**WHAT YOU WILL DO:** Rewrite the records below, replacing "puddle" with "pond" wherever it occurs and leaving everything else unchanged.

**WORKING DATA:**
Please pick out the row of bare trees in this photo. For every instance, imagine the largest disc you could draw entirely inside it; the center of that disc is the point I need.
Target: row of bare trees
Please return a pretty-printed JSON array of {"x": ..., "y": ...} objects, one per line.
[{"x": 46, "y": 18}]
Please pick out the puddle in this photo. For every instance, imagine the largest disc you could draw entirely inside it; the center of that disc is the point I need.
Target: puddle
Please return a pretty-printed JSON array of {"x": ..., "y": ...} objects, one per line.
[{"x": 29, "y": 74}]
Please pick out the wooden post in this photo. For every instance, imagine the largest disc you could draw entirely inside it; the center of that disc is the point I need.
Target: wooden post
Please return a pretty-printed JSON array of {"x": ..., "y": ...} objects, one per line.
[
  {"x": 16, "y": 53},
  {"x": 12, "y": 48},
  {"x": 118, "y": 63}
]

**OUTPUT:**
Please pick out the row of bare trees in this photo. For every instance, imagine the largest disc you could draw entirely inside it; the center of that disc is the point I need.
Target: row of bare trees
Please return a pretty-printed JSON array of {"x": ..., "y": ...} objects, one per line.
[{"x": 46, "y": 18}]
Please pick out the pond in this photo. For every instance, imagine the largest disc you could draw entirely inside it; the center of that disc is the point I need.
Target: pond
Please return a pretty-printed JSON array of {"x": ..., "y": ...} objects, one per line.
[{"x": 29, "y": 74}]
Please pick out the wooden post in this photo. For every instance, imagine the largest disc you could draw entirely inside it; the center of that disc is the point I need.
Target: wooden post
Please return a pretty-printed JSON array of {"x": ..., "y": ...} objects, one per line.
[
  {"x": 16, "y": 53},
  {"x": 12, "y": 48},
  {"x": 118, "y": 63}
]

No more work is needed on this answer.